Payment of union subscriptions through the check off

URN No: 06/554

Contents


Introduction

SECTION 1: The employer: making lawful check off deductions

A - Written consent

B - Withdrawing consent

C - The effect of the Deregulation Order

D - The role of the union

SECTION 2: The worker

A - The effect of the Deregulation Order

B - The remedy for unlawful check off deductions

ANNEX A: Form of notice to be given under Article 3 (2) of the Deregulation Order

 

Introduction

Some workers who are union members pay their union subscriptions by deduction from their pay at source. The money is then passed direct to the union by their employer. This arrangement is known as 'check off'.

The Deregulation (Deduction from Pay of Union Subscriptions) Order 1998, which came into effect on 23 June 1998, amends the Trade Union and Labour Relations (Consolidation) Act 1992 and removes two requirements on employers who operate check off.

First, whilst retaining the requirement on employers to obtain written authorisation from individual workers before beginning to deduct check off payments, it no longer requires them to obtain further repeat authorisations at least every three years thereafter.

Second, it removes the requirement on employers to notify workers at least one month in advance, if the amount deducted by check off is to increase.

| SET OF TASKS |
1. In the guidance on paying union subscriptions through check off, on what date did the Deregulation (Deduction from Pay of Union Subscriptions) Order 1998 take effect?
2. Pick up the guidance on paying union subscriptions through check off after its final sentence and write the next part.

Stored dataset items
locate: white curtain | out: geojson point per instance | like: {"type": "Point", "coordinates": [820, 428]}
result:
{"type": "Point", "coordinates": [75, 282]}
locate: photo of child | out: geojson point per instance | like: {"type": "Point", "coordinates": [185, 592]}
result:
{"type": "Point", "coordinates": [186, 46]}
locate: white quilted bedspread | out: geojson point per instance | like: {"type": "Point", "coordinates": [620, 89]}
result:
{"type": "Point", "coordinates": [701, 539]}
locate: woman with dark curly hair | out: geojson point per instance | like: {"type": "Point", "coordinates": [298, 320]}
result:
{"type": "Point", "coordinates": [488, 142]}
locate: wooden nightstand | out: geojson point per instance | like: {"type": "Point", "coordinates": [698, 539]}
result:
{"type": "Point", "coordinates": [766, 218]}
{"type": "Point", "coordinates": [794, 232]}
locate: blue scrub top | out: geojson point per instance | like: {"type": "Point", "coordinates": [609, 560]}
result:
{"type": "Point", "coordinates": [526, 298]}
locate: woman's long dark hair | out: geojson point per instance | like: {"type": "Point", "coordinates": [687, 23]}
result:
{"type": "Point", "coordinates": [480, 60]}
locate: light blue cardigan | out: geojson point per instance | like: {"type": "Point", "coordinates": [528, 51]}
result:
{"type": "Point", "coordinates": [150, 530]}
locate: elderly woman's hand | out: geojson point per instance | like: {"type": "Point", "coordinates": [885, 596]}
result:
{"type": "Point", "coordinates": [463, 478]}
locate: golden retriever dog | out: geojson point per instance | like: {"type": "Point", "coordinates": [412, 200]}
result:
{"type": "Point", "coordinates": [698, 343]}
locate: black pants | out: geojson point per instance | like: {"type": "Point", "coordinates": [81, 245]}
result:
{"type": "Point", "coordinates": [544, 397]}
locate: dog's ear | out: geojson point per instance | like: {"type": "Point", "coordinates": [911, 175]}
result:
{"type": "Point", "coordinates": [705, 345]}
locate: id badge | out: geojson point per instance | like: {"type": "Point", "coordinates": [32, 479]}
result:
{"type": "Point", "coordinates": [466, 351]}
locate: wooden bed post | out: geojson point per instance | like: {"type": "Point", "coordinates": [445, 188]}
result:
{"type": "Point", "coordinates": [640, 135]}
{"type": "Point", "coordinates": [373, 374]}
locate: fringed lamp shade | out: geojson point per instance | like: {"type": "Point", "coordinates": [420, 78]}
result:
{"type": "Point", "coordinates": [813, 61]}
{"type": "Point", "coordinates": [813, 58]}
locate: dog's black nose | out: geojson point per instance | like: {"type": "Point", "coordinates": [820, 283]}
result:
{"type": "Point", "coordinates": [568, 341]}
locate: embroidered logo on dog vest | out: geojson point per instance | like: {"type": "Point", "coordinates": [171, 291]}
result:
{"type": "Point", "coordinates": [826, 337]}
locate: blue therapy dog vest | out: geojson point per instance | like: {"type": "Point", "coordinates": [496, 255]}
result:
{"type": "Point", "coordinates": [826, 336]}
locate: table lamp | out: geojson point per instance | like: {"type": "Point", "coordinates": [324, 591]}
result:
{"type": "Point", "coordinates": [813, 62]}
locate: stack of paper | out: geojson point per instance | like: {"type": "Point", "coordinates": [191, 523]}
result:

| THE ANSWERS |
1. 23 June 1998.

2.
Under the law, workers continue to have the right to withdraw from check off at any time, by giving notice in writing to their employer.

This document sets out the steps that employers must take to ensure that deductions they make are lawful, and the remedy available to workers from whom deductions are unlawfully made.

The term "worker" is used throughout this document and includes employees and some people who work under contracts for services.

For further information on the rights of trade union members, see Union Membership: rights of members and non-members - Regulatory Guidance.

This document provides general guidance only. Only the courts can give authoritative interpretations of the law. For simplicity, the masculine pronoun is used throughout this document. The contents, however, apply equally to men and women.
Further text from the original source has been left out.